Textauszug:
★ ★ ★

Viele Menschen tragen schwer auf ihren Schultern. Für diese Menschen braucht es eine Partei, die vor der Zukunft nicht auch noch Angst schürt, sondern endlich wieder Zuversicht vermittelt. Der drohenden Klimakatastrophe können wir nicht durch Abschottung und auch nicht durch Angst begegnen. Die Bildungskrise lösen wir nicht durch schärfere Selektion und erst recht nicht durch mehr Privatschulen. Und die Überwindung von Energiekrisen gelingt nur kooperativ. Zusammenhalt und Zuversicht sind die Eckpfeiler des politischen Koordinatensystems einer progressiven Linken.

Es gibt Parteien, die eigentlich zu all dem fähig wären. Darauf deutet die Unzufriedenheit der jungen Grünen ebenso hin wie der Wandel in der Linkspartei, seit Sahra Wagenknecht nicht mehr da ist. Noch wirken allerdings auch solche Kräfte, für die ein bisschen Abschiebung im großen Stil, ein bisschen Klimaschaden, ein bisschen Autokratie tolerierbar scheinen.

Mehr als Optimismus

Die Zuversicht einer progressiven Linken wäre mehr als der reine Optimismus. Sie wäre die Überzeugung, dass wir gemeinsam Möglichkeiten finden, rechtsradikalem Treiben in der Gesellschaft genauso ein Ende zu setzen wie der globalen Ausbreitung von Autokratien. Das erfordert massiven Einsatz dafür, dass die Überprivilegierten dieser Welt endlich Verantwortung übernehmen. Dies gelingt nur durch intensiven Einsatz für echte internationale Kooperationen auf Augenhöhe, insbesondere mit dem globale Süden, doch insgesamt weltweit. Nur so ist es möglich, Recht global und wirksam durchzusetzen und eine Wirtschaftspolitik zu entwickeln, von der wirklich die Bevölkerungen auf allen Kontinenten profitieren.

★ ★ ★

Zeilen:

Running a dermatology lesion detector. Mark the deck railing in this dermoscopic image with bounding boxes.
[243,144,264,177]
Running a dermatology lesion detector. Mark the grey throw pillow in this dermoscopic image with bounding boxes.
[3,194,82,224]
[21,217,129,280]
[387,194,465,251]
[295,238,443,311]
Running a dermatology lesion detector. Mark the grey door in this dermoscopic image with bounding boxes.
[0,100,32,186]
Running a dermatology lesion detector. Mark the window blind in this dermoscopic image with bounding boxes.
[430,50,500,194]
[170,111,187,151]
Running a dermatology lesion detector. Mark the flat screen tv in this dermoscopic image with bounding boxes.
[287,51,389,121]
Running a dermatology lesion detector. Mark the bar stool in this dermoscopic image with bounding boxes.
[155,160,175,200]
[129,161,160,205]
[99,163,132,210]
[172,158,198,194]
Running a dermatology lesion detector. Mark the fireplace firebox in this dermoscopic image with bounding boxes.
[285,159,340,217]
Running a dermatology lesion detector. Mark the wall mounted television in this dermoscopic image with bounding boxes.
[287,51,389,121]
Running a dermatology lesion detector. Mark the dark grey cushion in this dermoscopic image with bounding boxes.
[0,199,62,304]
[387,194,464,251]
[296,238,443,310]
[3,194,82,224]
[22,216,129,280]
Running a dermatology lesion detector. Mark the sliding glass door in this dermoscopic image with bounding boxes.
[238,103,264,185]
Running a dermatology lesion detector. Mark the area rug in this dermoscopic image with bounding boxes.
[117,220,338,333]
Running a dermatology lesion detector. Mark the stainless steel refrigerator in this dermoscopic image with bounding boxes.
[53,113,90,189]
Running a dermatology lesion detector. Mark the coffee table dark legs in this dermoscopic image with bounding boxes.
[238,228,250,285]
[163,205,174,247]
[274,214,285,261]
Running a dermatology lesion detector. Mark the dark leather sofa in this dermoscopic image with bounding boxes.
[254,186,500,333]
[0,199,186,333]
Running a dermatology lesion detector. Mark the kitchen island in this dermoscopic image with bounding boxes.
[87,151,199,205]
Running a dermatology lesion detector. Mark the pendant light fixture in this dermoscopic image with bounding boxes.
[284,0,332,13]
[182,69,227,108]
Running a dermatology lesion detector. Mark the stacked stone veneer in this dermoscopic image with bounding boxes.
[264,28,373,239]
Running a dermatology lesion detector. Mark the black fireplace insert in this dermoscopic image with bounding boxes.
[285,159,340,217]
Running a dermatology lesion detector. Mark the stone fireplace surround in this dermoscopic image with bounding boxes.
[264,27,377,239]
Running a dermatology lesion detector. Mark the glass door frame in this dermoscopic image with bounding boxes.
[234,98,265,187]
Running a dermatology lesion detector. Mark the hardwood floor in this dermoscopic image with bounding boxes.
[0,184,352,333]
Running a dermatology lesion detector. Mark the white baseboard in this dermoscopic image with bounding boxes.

★ ★ ★

Anweisungen:
1) Stimmen die folgenden Aussagen mit dem Textauszug überein? Antworte jeweils mit Ja oder Nein und zitiere die entscheidenden Worte wörtlich.
(a) Energiekrisen lassen sich laut Textauszug nur kooperativ überwinden.
(b) Zuversicht und Abschottung sind die Eckpfeiler des politischen Koordinatensystems einer progressiven Linken.
(c) Die Zuversicht einer progressiven Linken ist dasselbe wie reiner Optimismus.
2) Gib aus den Datensätzen die Zeilen unverändert aus, und zwar von der Zeile mit „Running a dermatology lesion detector. Mark the area“ bis einschließlich der Zeile mit „[264,28,373,239]“.

Lösungen je Aufgabe:
1)
(a) Ja: „Und die Überwindung von Energiekrisen gelingt nur kooperativ.“
(b) Nein: „Zusammenhalt und Zuversicht sind die Eckpfeiler des politischen Koordinatensystems einer progressiven Linken.“
(c) Nein: „Die Zuversicht einer progressiven Linken wäre mehr als der reine Optimismus.“

2)
Running a dermatology lesion detector. Mark the area rug in this dermoscopic image with bounding boxes.
[117,220,338,333]
Running a dermatology lesion detector. Mark the stainless steel refrigerator in this dermoscopic image with bounding boxes.
[53,113,90,189]
Running a dermatology lesion detector. Mark the coffee table dark legs in this dermoscopic image with bounding boxes.
[238,228,250,285]
[163,205,174,247]
[274,214,285,261]
Running a dermatology lesion detector. Mark the dark leather sofa in this dermoscopic image with bounding boxes.
[254,186,500,333]
[0,199,186,333]
Running a dermatology lesion detector. Mark the kitchen island in this dermoscopic image with bounding boxes.
[87,151,199,205]
Running a dermatology lesion detector. Mark the pendant light fixture in this dermoscopic image with bounding boxes.
[284,0,332,13]
[182,69,227,108]
Running a dermatology lesion detector. Mark the stacked stone veneer in this dermoscopic image with bounding boxes.
[264,28,373,239]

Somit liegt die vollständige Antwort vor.